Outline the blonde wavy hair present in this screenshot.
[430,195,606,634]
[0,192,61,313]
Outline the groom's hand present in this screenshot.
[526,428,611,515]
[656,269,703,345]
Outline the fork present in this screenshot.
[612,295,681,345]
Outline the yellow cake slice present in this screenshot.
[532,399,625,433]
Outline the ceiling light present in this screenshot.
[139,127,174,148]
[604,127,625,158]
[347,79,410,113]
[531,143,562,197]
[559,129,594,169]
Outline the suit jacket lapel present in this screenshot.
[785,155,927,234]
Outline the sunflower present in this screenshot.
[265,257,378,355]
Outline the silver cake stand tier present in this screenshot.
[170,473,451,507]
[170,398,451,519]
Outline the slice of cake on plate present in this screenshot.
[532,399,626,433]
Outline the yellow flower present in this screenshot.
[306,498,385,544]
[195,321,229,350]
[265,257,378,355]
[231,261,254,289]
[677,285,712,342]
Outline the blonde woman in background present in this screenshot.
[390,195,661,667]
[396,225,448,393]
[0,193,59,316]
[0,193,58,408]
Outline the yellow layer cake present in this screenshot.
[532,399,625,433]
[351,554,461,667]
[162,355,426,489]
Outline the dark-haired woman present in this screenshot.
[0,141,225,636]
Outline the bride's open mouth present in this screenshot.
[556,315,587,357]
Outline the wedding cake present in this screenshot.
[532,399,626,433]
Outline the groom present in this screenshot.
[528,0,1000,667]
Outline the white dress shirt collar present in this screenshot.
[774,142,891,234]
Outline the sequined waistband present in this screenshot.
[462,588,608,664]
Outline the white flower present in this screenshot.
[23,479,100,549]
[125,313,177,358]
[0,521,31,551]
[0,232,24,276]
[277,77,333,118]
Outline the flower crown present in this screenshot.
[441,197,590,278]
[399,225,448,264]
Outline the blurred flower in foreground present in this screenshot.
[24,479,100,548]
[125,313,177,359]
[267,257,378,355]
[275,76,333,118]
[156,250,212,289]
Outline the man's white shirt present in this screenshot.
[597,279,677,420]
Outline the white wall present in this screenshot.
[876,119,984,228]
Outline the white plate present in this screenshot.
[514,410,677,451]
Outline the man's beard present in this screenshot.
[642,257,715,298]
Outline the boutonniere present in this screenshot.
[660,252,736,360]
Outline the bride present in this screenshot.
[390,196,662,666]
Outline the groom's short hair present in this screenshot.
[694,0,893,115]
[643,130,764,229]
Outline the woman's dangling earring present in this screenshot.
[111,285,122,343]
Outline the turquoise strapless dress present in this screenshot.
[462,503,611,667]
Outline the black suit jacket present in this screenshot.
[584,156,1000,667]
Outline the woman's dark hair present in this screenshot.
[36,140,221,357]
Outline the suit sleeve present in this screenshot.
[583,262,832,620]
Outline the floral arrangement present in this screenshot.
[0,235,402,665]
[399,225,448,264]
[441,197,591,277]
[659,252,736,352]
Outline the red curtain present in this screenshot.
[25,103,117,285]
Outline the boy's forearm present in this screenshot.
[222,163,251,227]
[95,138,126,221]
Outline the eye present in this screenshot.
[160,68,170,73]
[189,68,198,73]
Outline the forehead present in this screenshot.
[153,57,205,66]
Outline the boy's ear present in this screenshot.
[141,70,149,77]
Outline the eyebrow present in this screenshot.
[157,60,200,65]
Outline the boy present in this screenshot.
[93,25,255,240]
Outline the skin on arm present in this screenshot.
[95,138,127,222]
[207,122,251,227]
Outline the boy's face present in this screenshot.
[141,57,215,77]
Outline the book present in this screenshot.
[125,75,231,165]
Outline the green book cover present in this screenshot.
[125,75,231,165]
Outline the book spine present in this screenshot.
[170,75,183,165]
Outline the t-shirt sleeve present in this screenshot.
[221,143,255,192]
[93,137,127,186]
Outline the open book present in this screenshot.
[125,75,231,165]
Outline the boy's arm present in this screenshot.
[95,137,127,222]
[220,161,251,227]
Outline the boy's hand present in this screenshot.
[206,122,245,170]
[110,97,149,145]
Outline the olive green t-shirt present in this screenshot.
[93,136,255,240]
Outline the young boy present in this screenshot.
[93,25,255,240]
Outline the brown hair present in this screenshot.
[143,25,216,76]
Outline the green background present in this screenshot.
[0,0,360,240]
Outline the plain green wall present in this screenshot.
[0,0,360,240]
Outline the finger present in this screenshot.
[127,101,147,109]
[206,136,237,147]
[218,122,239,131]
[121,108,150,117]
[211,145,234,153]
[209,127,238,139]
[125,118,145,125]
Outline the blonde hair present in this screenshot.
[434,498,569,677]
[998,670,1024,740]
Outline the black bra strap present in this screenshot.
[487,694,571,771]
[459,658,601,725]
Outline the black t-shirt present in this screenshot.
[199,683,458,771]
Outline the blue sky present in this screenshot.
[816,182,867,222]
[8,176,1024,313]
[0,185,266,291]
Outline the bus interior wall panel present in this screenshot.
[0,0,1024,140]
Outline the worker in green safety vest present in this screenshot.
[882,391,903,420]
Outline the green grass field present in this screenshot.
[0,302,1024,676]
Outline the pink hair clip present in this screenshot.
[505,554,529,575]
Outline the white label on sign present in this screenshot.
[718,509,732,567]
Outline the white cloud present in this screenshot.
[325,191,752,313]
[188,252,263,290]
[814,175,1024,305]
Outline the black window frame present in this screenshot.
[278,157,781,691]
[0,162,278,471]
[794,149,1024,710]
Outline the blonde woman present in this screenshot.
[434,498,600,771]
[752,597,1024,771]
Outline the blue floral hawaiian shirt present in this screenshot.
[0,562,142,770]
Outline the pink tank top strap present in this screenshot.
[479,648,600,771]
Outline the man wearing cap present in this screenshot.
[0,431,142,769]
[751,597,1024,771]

○ ○ ○ ○ ○

Turn the part of the entries that opens with the line containing "Outline the white flower" and closes with the line containing "[643,130,764,229]" into a Markdown table, with a "Row" column numbering each line and a "Text" column holding that line. Include both end lines, cover nothing outside this part, and leave out any blank lines.

| Row | Text |
|---|---|
| 1 | Outline the white flower present in this screenshot. |
| 2 | [23,479,100,549] |
| 3 | [125,313,177,358] |
| 4 | [0,521,31,551] |
| 5 | [0,232,24,276] |
| 6 | [277,77,333,118] |
| 7 | Outline the flower crown present in this screenshot. |
| 8 | [441,197,590,278] |
| 9 | [399,225,448,264] |
| 10 | Outline the blurred flower in foreground present in this screenshot. |
| 11 | [24,479,100,548] |
| 12 | [125,313,177,359] |
| 13 | [267,257,378,355] |
| 14 | [275,76,333,118] |
| 15 | [156,250,212,289] |
| 16 | Outline the man's white shirt present in this screenshot. |
| 17 | [597,279,677,420] |
| 18 | Outline the white wall present in this screenshot. |
| 19 | [876,119,984,228] |
| 20 | Outline the white plate present in this screenshot. |
| 21 | [514,410,677,451] |
| 22 | Outline the man's beard present in this screenshot. |
| 23 | [642,257,715,298] |
| 24 | Outline the boutonniere present in this screenshot. |
| 25 | [660,252,736,360] |
| 26 | Outline the bride present in this screenshot. |
| 27 | [390,196,662,666] |
| 28 | Outline the groom's short hair present in this screenshot. |
| 29 | [694,0,893,115] |
| 30 | [643,130,764,229] |